[Saved data entries]
---

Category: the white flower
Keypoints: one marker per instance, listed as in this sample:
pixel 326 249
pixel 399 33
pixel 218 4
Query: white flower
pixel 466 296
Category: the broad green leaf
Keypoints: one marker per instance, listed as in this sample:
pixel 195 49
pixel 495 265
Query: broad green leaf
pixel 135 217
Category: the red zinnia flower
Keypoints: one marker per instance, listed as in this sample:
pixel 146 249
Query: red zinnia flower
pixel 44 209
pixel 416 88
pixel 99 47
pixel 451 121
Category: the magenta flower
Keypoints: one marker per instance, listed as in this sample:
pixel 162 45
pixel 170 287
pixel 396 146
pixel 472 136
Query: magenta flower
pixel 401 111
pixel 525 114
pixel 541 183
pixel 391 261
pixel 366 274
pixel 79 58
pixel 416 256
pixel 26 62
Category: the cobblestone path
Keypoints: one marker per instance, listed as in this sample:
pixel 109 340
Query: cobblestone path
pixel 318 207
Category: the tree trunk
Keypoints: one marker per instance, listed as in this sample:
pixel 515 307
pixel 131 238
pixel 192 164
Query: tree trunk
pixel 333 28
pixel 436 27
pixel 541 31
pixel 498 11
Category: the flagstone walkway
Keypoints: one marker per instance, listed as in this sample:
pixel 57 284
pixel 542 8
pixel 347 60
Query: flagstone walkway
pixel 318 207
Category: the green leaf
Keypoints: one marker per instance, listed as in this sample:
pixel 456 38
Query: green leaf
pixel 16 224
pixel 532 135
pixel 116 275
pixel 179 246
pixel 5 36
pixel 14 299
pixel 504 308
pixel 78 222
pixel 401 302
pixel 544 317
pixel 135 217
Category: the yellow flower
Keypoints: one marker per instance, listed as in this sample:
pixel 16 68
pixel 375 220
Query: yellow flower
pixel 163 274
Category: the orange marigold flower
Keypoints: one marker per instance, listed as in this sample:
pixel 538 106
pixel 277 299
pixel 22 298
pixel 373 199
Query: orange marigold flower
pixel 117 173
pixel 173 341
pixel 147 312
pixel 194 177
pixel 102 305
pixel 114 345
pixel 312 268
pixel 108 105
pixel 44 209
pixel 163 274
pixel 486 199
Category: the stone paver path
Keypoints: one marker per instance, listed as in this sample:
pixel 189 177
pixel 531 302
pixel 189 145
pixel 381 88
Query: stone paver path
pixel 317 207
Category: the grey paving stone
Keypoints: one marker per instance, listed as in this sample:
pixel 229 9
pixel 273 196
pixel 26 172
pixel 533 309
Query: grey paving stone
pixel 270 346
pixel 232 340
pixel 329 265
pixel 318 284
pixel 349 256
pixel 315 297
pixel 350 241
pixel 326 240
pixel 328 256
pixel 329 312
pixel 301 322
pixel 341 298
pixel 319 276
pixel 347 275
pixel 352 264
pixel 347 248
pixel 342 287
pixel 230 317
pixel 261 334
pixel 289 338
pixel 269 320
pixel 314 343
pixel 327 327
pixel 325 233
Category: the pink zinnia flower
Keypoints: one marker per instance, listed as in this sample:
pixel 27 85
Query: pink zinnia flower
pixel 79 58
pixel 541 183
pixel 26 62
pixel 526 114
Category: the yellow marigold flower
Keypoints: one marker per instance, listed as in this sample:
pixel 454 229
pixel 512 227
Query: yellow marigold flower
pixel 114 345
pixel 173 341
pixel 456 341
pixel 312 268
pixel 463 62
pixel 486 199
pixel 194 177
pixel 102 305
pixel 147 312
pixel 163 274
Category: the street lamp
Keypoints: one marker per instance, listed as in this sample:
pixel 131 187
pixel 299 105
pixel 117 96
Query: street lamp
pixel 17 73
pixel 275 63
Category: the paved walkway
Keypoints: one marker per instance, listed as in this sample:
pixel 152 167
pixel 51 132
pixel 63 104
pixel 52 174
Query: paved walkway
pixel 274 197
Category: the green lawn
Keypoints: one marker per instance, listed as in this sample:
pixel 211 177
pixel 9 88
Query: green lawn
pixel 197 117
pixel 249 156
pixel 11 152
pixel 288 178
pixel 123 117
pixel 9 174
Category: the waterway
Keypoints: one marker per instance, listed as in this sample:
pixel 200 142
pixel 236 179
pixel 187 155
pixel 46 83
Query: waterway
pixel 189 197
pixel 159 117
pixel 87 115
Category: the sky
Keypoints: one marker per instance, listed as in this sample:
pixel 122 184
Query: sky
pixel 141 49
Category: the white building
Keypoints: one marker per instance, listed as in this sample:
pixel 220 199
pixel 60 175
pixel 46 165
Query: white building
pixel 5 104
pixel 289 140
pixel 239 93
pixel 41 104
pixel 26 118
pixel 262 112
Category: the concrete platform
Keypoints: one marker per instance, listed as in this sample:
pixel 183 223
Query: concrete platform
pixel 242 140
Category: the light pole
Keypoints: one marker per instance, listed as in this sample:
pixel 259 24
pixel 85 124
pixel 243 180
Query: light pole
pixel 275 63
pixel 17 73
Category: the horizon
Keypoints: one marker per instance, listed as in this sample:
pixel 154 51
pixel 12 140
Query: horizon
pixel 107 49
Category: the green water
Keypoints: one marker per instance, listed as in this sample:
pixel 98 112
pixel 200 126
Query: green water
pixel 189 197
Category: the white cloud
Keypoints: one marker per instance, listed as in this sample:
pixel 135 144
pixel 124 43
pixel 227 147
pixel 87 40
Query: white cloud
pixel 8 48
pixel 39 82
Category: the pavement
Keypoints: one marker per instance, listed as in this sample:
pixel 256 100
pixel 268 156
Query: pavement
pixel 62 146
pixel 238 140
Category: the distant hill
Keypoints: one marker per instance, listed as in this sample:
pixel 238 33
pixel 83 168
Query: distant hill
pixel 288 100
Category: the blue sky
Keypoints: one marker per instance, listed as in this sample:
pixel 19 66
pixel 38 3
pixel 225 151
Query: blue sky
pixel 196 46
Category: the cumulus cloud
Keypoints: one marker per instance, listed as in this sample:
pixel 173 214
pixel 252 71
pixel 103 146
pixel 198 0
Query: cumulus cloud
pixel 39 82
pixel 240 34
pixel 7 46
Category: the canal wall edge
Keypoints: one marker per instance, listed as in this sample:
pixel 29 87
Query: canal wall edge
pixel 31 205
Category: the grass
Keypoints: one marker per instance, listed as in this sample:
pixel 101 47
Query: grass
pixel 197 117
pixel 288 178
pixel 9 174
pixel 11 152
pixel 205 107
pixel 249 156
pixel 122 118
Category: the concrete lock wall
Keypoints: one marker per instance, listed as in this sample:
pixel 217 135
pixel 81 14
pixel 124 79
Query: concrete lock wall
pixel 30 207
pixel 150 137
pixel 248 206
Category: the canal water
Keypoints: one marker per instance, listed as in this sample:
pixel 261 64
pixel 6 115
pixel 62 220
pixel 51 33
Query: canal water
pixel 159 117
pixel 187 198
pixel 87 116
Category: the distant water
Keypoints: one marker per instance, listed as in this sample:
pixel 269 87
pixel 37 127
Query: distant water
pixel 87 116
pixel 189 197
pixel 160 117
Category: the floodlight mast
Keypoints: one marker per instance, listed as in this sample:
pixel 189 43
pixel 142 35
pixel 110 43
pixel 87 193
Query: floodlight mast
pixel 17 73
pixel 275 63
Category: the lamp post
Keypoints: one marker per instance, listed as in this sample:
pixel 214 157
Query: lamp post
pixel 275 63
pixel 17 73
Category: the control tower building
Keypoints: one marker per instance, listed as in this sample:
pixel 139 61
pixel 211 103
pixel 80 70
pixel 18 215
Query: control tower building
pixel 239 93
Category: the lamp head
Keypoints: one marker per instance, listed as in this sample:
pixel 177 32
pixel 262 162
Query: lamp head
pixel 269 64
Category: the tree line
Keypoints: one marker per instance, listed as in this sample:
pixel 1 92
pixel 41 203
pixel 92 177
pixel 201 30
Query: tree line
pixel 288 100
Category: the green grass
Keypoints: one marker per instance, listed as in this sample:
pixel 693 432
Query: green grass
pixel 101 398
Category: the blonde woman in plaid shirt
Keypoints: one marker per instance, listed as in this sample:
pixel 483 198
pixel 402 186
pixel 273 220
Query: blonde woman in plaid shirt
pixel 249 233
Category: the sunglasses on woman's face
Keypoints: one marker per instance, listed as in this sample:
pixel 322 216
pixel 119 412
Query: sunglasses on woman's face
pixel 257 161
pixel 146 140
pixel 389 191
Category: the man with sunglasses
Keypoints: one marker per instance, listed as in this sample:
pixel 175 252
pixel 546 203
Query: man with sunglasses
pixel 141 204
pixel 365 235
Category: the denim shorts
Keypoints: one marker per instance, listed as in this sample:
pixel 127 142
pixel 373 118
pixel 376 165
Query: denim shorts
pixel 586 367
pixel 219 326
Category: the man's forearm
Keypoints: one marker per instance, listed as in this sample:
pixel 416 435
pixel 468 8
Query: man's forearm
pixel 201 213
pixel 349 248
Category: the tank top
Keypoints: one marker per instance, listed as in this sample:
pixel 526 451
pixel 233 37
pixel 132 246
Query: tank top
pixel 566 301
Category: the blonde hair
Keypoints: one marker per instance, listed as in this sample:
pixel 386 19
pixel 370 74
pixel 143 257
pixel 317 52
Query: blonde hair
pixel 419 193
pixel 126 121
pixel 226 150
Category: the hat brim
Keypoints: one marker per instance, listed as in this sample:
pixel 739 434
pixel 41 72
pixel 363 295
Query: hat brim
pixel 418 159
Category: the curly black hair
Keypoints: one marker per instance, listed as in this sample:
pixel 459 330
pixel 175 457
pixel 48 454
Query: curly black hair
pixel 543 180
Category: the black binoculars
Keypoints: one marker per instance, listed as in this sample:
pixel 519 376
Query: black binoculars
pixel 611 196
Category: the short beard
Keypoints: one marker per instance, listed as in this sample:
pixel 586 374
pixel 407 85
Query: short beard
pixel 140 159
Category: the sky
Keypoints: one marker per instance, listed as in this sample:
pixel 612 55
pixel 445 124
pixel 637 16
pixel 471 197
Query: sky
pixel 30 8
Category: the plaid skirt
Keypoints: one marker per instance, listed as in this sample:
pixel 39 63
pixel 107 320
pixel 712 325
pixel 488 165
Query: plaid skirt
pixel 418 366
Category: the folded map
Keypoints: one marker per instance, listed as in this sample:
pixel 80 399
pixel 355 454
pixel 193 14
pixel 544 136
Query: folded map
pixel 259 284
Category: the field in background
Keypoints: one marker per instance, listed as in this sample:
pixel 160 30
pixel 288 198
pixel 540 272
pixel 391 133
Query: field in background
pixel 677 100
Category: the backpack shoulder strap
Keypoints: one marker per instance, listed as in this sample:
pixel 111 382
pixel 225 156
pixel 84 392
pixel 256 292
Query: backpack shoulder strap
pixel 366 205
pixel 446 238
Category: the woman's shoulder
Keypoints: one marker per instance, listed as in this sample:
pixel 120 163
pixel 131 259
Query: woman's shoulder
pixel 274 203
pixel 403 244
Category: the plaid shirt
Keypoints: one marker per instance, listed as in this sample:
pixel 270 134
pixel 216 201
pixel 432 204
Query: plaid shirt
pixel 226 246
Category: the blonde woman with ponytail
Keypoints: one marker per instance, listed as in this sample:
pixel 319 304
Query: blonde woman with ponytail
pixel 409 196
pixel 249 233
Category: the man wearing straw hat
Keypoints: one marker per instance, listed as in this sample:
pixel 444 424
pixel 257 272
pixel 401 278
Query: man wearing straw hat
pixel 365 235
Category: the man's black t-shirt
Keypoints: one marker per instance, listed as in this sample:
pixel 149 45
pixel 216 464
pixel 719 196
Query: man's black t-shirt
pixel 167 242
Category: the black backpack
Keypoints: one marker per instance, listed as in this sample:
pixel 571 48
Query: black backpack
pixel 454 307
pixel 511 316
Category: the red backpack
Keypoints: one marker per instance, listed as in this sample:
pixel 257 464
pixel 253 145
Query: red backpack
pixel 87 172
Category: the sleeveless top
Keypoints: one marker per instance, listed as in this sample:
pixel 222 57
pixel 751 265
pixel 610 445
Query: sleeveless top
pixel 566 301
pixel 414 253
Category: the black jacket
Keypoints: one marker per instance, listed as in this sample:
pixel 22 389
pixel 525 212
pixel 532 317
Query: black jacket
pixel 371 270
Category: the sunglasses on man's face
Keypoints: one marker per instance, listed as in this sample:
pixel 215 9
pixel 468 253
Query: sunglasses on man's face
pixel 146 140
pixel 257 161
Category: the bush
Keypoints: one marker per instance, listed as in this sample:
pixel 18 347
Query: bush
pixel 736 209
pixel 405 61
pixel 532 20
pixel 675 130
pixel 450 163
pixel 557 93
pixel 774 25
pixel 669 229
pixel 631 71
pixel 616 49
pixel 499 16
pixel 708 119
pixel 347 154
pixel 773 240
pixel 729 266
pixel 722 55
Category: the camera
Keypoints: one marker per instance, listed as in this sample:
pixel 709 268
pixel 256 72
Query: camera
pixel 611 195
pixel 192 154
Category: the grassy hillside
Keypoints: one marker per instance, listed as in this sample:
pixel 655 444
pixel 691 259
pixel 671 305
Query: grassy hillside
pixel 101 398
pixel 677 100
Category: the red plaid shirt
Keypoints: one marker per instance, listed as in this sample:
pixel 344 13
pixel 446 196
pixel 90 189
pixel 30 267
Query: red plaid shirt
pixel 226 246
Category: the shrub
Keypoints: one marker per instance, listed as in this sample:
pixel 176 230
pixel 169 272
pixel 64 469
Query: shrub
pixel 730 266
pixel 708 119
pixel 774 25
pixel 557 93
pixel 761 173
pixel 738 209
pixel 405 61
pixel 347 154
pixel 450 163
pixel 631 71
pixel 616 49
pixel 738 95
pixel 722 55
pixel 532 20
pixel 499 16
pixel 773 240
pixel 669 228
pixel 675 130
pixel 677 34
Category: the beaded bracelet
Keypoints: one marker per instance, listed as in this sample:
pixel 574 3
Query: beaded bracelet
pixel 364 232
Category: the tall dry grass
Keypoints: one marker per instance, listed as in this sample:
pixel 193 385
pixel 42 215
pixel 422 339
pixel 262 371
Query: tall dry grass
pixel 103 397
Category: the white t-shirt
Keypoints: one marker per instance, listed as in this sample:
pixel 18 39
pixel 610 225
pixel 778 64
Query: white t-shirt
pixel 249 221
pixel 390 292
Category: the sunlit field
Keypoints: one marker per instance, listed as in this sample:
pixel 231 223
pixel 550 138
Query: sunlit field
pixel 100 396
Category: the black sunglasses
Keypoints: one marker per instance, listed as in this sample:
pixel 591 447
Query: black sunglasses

---

[SET EXERCISE] Change "white t-shirt" to "gray t-shirt" in the rows from the line with "Category: the tall dry grass" up to and including the line with "pixel 390 292". Write out only those lines, leaving everything else in them the same.

[ANSWER FOR THE TASK]
Category: the tall dry grass
Keypoints: one marker per instance, listed as in this sample:
pixel 193 385
pixel 42 215
pixel 422 339
pixel 262 371
Query: tall dry grass
pixel 103 397
Category: the gray t-shirt
Keypoints: one marker per instance, listed as in this sample:
pixel 18 39
pixel 610 225
pixel 778 64
Query: gray t-shirt
pixel 249 221
pixel 390 292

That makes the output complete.